● **Goal of the exercise**: Write out the listing below word for word, starting at its first line and ending at the line that contains "top-left (149, 22), bottom-right (162, 35)". Include both of those lines.

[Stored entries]
*****

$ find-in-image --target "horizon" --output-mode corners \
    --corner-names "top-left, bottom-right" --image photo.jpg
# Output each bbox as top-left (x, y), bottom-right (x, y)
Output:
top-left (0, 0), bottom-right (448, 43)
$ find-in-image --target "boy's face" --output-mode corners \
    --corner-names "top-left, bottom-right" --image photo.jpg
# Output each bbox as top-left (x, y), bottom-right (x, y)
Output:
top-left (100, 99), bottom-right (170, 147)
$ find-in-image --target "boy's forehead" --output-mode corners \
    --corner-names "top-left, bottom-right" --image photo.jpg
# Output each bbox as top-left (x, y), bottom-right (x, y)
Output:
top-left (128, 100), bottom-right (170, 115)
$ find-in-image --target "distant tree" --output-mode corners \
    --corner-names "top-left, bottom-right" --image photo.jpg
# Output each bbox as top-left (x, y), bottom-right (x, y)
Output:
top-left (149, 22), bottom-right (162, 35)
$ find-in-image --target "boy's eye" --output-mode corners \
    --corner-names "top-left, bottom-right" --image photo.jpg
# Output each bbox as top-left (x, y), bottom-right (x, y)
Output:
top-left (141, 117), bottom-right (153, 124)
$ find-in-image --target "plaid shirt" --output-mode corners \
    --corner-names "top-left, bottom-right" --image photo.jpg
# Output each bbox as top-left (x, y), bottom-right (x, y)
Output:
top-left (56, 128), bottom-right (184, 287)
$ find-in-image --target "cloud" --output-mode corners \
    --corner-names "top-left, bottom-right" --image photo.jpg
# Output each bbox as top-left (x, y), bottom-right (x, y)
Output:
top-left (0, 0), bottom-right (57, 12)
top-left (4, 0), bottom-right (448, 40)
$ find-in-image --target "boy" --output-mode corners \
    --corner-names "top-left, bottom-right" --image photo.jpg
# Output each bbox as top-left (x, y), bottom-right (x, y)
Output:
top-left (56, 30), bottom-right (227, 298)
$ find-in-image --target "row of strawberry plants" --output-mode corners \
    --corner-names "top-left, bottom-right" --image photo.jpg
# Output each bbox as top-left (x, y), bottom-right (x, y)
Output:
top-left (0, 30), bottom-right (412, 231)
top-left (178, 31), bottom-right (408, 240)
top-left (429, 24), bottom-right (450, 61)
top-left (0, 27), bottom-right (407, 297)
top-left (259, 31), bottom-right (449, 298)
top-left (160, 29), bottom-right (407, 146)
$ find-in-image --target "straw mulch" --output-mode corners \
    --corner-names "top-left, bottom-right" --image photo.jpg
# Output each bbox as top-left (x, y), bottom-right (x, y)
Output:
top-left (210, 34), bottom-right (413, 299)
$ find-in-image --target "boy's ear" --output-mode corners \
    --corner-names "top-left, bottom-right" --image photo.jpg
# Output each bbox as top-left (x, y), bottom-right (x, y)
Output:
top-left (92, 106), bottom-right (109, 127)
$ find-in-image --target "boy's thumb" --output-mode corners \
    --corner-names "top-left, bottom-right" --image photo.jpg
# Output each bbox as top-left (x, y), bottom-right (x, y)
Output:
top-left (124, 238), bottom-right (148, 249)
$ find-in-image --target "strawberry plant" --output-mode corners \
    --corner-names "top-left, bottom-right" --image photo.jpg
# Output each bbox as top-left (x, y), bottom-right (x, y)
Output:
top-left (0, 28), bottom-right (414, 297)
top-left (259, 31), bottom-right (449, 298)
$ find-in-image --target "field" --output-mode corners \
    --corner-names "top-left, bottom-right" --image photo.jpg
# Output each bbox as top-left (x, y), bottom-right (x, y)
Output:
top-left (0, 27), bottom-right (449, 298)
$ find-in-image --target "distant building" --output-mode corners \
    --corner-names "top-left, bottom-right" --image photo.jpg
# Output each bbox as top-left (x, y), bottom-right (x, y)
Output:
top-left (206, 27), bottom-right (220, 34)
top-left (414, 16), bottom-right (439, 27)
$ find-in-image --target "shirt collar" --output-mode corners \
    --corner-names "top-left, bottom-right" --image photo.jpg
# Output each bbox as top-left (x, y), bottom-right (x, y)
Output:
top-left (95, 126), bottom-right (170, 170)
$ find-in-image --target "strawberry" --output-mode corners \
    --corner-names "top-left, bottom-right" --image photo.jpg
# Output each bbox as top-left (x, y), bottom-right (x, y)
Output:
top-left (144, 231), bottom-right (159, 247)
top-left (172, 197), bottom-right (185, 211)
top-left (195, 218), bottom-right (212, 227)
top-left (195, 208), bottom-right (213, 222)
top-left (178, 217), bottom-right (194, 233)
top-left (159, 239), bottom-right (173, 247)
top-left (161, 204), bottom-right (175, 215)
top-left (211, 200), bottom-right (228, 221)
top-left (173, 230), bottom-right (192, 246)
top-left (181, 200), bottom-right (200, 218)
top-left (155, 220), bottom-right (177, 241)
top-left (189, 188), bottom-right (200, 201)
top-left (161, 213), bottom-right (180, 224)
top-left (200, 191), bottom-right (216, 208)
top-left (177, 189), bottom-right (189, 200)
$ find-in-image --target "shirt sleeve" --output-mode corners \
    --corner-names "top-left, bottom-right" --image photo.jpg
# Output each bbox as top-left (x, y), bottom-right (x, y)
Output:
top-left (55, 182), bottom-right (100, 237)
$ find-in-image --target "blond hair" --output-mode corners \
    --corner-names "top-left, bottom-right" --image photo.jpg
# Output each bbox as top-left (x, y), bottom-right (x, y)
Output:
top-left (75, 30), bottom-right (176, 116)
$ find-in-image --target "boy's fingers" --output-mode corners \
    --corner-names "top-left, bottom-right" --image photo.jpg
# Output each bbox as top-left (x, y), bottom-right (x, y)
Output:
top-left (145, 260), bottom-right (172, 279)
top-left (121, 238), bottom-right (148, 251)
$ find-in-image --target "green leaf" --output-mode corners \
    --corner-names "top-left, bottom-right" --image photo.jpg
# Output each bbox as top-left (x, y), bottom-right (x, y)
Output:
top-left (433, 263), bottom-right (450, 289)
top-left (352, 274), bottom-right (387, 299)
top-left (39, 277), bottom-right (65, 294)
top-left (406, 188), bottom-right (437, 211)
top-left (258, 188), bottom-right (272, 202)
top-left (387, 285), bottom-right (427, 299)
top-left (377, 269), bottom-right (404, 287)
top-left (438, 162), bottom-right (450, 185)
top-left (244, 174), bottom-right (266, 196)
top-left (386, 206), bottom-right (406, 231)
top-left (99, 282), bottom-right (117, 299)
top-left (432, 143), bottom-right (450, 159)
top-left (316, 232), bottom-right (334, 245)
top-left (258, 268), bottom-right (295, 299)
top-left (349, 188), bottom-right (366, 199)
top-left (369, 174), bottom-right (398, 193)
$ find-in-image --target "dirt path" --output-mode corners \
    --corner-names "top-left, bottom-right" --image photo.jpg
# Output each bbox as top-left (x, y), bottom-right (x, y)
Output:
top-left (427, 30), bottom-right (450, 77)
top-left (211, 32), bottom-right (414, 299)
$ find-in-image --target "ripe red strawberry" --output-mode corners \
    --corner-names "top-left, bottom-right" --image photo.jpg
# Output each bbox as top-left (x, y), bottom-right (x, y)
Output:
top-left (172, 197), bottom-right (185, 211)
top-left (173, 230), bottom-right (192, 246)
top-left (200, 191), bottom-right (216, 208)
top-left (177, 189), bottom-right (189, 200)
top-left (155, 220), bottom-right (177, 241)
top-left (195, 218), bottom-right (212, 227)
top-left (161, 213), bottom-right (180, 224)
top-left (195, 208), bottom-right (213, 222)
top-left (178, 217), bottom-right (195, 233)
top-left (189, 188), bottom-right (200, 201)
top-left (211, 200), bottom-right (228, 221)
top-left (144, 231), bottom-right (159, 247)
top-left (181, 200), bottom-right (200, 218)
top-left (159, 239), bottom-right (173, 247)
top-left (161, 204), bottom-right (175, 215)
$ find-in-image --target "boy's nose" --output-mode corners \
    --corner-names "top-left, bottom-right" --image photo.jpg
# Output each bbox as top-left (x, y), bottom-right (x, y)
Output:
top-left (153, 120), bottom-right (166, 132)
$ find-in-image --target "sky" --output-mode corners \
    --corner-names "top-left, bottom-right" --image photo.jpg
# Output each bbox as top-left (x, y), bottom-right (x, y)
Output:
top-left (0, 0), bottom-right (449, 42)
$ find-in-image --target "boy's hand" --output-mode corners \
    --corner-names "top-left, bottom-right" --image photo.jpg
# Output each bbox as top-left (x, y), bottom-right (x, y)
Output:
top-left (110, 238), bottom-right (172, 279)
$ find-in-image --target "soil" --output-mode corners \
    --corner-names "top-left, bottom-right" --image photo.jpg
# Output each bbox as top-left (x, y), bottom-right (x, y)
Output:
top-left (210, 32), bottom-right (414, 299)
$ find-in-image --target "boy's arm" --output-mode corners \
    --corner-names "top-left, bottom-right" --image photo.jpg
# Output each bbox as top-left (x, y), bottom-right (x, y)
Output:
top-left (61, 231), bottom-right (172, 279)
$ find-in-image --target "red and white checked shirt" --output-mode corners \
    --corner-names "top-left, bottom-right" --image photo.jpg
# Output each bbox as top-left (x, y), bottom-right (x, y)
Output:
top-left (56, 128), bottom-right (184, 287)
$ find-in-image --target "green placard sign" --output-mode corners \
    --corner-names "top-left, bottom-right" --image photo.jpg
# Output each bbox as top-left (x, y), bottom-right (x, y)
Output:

*****

● **Exercise response**:
$ find-in-image --target "horizon" --output-mode corners \
    --corner-names "top-left, bottom-right" --image photo.jpg
# Output each bbox as top-left (x, y), bottom-right (x, y)
Output:
top-left (0, 0), bottom-right (448, 43)
$ find-in-image --target "boy's face" --output-mode corners \
    --corner-names "top-left, bottom-right" --image photo.jpg
# Output each bbox as top-left (x, y), bottom-right (x, y)
Output:
top-left (100, 99), bottom-right (170, 147)
$ find-in-image --target "boy's forehead" --output-mode corners \
    --corner-names "top-left, bottom-right" --image photo.jpg
# Output each bbox as top-left (x, y), bottom-right (x, y)
Output:
top-left (128, 100), bottom-right (170, 115)
$ find-in-image --target "distant tree" --output-mode corners \
    --corner-names "top-left, bottom-right" --image photo.jpg
# Output each bbox as top-left (x, y), bottom-right (x, y)
Output:
top-left (149, 22), bottom-right (162, 35)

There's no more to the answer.